[SELECTED TEXT — start]

I've been keeping a close eye over at Poynter.org to see what fallout, if any, there is from Union-Tribune columnist James Goldsborough's decision to call it quits.
While going through the letters, I came across one from Dan Walsh and immediately thought: Correct! He's got it!
Re -- Young readers of op-ed pages. Memo to daily newspaper editors/execs who want younger readers:
Try younger columnists. The pay-your-dues-for-20-years method of creating newspaper columnists often produces old cynics writing the same old crap. If the face of your newspaper looks old and out of touch, so does your newspaper.
Young whippersnappers read alt-weeklies because the writers understand them. Most daily columnists don't have young people's issues on the radar. They're more concerned with things like Medicare.
"Do we have to talk about nothing but sex, drugs and movies?" the Inquirer's op-ed page editor asks, according to the Philly City Paper. "Do we have to cuss? Seriously, what should we be thinking about?"

[SELECTED TEXT — finish]
[COLLECTED MATERIAL — start]

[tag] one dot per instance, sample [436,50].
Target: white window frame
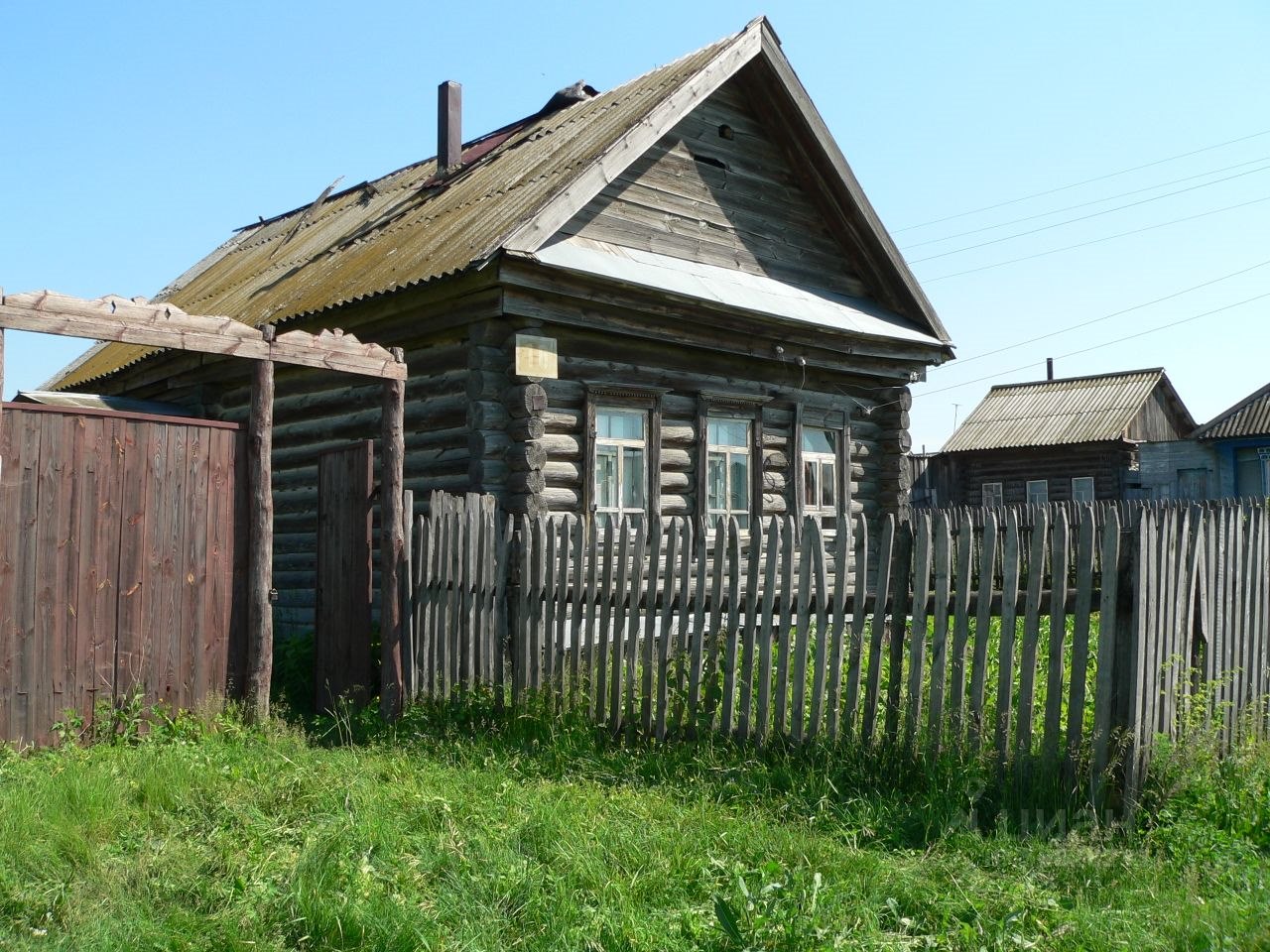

[COLLECTED MATERIAL — finish]

* _ABOUT THIS EXERCISE_: Resume the post about newspaper columnists and younger readers, starting after its final sentence. The lines have no connection to the post about newspaper columnists and younger readers.

* _ANSWER TO THIS EXERCISE_:
Start with respecting your potential readers. We're more than just drugged-out, oversexed, pop-culture junkies.
Then give a proven young writer a column. We're out here, really. I won my first column-writing award two years ago at age 25, doing columns on the side for a mid-sized daily. Find me a daily editor who'll hire a 20-something columnist full-time, and I'll show you a newspaper that will grow its young audience.
Exactly! But, speaking from experience, I don't see that changing anytime soon. I haven't seen a newsroom that's quite that open-minded, and as far as willing to take chances (with younger employees or otherwise) that's also an anathema to many newspaper companies.